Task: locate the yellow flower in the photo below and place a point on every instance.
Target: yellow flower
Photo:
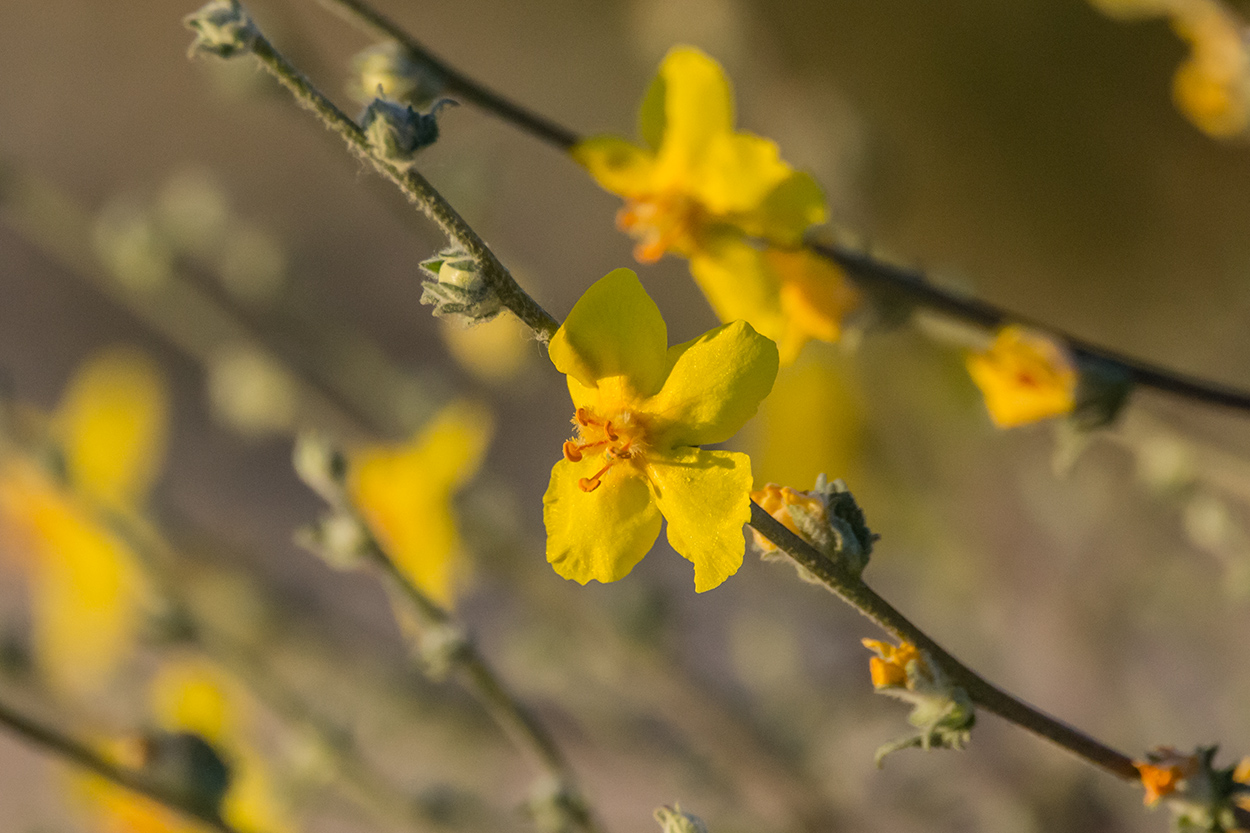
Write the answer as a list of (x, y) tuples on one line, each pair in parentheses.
[(643, 410), (1164, 772), (700, 189), (404, 493), (889, 668), (1025, 377), (88, 589), (191, 696), (1213, 86)]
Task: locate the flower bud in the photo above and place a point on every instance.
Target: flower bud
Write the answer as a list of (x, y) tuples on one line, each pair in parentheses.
[(459, 289), (221, 28), (388, 71), (395, 131)]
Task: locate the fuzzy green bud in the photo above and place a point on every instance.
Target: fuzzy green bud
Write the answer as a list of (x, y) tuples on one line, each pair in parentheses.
[(459, 289), (221, 28)]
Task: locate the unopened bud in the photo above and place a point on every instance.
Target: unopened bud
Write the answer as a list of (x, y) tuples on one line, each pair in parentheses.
[(221, 28)]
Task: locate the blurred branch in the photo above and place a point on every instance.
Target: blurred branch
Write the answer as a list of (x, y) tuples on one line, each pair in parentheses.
[(448, 644), (80, 754), (851, 589), (415, 186), (451, 80), (864, 269)]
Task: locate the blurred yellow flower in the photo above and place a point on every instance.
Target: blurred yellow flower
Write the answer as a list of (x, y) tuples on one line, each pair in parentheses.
[(405, 494), (703, 190), (88, 590), (1164, 772), (1025, 377), (643, 410), (1213, 85), (889, 668), (190, 696)]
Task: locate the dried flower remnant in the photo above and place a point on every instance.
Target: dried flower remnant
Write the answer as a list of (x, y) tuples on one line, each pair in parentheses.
[(1025, 377), (641, 412), (725, 200), (940, 709)]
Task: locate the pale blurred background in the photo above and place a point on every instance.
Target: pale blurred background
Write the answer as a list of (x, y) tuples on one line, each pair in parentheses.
[(1025, 151)]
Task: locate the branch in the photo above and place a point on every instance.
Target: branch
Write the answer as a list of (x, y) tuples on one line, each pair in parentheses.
[(415, 188), (861, 267), (81, 756), (451, 80)]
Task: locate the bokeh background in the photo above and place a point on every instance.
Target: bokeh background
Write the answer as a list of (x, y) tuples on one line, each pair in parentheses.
[(1028, 153)]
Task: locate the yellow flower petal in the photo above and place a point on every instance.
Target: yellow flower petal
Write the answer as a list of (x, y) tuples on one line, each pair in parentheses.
[(739, 285), (601, 534), (698, 108), (113, 424), (716, 384), (704, 497), (88, 597), (1025, 377), (618, 165), (738, 171), (190, 696), (786, 212), (404, 493), (615, 329)]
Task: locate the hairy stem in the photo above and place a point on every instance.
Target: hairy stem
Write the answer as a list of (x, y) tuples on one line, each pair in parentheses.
[(451, 80), (480, 679), (415, 188), (853, 590)]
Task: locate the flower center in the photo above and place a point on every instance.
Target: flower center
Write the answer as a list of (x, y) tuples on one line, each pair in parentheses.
[(659, 223), (623, 437)]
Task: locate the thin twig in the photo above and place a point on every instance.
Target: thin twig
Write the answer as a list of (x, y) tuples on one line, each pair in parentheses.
[(451, 80), (415, 188), (863, 268), (80, 754), (480, 679), (853, 590)]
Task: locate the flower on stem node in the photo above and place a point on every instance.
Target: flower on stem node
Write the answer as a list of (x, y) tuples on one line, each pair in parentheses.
[(671, 819), (458, 289), (826, 517), (386, 70), (940, 709), (641, 412), (1025, 377), (1200, 796), (395, 131), (221, 28), (725, 199)]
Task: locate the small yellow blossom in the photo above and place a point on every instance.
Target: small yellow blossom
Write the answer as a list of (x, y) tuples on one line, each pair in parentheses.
[(775, 500), (404, 493), (88, 588), (1025, 377), (703, 190), (1213, 85), (1164, 772), (641, 412), (889, 668)]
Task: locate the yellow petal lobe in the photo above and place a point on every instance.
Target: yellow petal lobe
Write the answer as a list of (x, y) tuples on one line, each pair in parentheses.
[(716, 383), (601, 534), (113, 424), (704, 497), (615, 329)]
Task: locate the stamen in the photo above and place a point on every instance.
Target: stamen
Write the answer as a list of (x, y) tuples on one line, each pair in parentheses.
[(590, 484)]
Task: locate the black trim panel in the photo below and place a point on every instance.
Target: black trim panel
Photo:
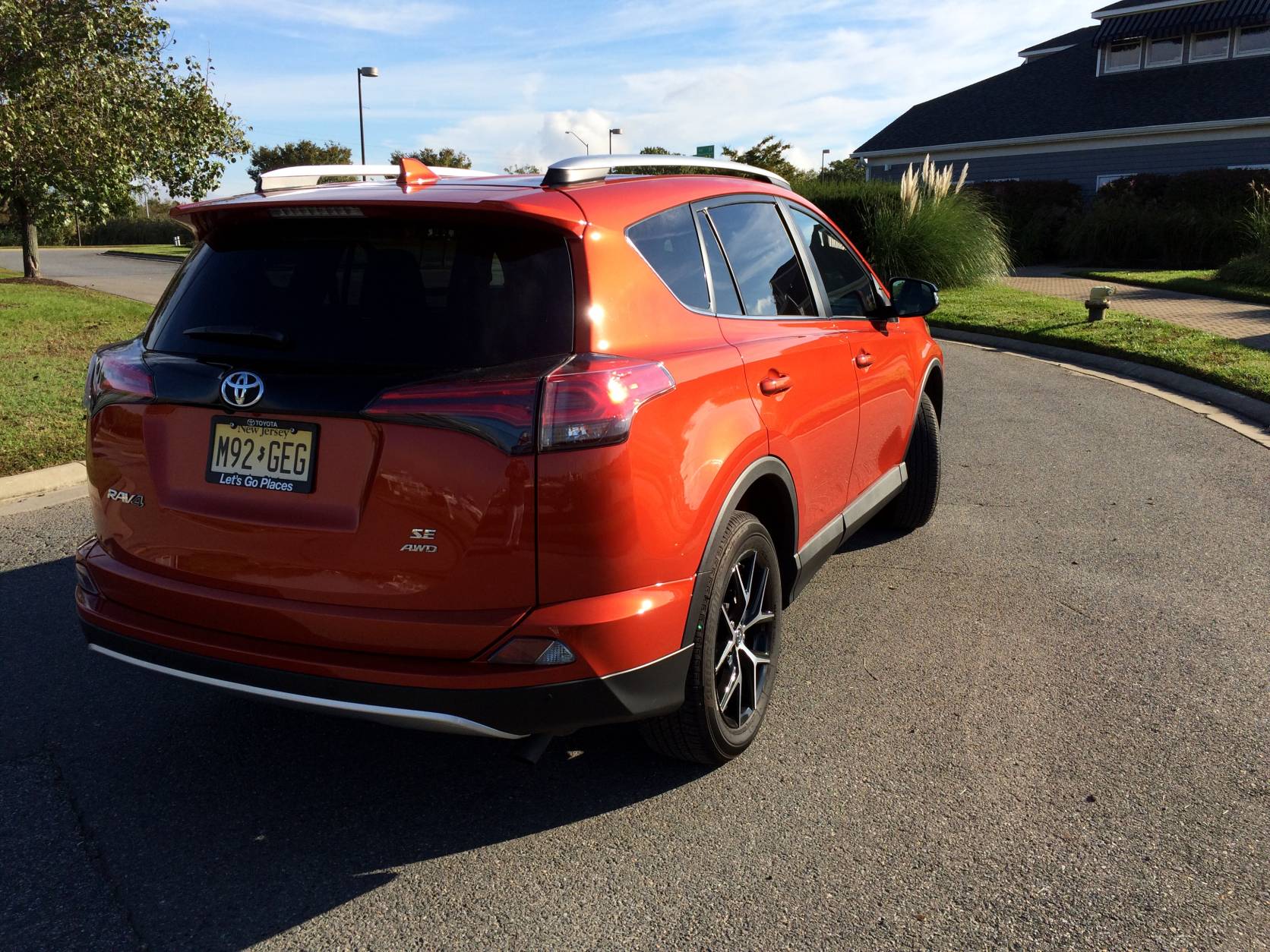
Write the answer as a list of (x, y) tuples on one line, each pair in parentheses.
[(767, 466), (551, 708)]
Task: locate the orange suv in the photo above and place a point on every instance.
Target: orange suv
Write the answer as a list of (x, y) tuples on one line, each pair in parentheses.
[(498, 455)]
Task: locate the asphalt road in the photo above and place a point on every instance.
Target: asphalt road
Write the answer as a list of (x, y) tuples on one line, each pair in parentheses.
[(1038, 723), (130, 277)]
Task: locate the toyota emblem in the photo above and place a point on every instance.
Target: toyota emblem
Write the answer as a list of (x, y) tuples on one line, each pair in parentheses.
[(242, 389)]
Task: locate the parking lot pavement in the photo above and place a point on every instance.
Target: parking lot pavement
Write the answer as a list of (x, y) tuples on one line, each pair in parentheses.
[(128, 277), (1041, 721)]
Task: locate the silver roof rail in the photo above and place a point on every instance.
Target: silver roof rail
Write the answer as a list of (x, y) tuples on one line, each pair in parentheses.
[(308, 175), (593, 168)]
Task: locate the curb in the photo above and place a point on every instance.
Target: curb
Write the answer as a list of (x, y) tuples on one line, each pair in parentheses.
[(39, 481), (144, 257), (1243, 414)]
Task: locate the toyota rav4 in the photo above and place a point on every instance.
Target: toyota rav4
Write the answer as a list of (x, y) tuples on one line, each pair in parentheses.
[(503, 455)]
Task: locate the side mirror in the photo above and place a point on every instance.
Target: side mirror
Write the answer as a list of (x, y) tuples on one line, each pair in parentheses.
[(912, 298)]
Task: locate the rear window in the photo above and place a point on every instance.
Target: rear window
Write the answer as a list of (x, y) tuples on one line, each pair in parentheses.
[(374, 294)]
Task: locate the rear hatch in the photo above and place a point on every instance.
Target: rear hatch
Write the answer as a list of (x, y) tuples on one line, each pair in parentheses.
[(342, 413)]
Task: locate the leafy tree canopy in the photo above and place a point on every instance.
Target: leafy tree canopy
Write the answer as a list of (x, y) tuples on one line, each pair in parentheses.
[(445, 158), (845, 170), (769, 153), (90, 102), (302, 153)]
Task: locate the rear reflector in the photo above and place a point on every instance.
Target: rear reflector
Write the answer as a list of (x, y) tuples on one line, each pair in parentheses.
[(592, 399), (499, 411), (540, 651), (117, 375)]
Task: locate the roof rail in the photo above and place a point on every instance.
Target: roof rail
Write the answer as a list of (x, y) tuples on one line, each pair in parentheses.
[(309, 175), (593, 168)]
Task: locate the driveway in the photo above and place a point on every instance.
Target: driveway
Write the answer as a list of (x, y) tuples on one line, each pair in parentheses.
[(1041, 721), (1249, 324), (130, 277)]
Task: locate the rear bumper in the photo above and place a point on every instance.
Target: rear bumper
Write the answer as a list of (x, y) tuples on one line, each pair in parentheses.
[(491, 712)]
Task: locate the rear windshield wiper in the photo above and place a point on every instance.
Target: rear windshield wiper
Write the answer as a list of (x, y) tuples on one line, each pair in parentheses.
[(235, 332)]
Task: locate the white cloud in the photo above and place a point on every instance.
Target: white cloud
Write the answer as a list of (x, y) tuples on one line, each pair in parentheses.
[(504, 90)]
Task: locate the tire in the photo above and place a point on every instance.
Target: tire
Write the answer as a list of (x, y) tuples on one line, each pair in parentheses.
[(916, 503), (739, 668)]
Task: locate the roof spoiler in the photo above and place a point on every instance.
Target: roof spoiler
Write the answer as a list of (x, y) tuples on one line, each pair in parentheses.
[(409, 172), (595, 168)]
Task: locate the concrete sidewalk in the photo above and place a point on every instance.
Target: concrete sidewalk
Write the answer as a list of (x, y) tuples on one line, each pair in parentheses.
[(1247, 324)]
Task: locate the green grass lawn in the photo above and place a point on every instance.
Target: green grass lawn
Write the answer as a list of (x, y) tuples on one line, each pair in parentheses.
[(46, 336), (166, 251), (996, 309), (1198, 282)]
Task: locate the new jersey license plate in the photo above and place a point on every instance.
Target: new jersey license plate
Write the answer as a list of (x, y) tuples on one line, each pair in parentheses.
[(263, 455)]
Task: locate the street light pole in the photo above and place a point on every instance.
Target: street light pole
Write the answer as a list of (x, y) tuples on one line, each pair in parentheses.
[(370, 73)]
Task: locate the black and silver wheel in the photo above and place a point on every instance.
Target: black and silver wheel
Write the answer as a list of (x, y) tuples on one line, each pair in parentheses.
[(916, 503), (735, 659)]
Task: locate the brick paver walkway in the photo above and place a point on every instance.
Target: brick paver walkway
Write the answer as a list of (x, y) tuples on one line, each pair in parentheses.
[(1249, 324)]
_ _ _ _ _
→ WHAT YOU NEED TO DO
Which lines of the records above contain the word "bokeh"? Report each one in full.

→ ANSWER TO THIS EXERCISE
Task: locate the bokeh background in the photo above and place a point on every instance.
Target: bokeh background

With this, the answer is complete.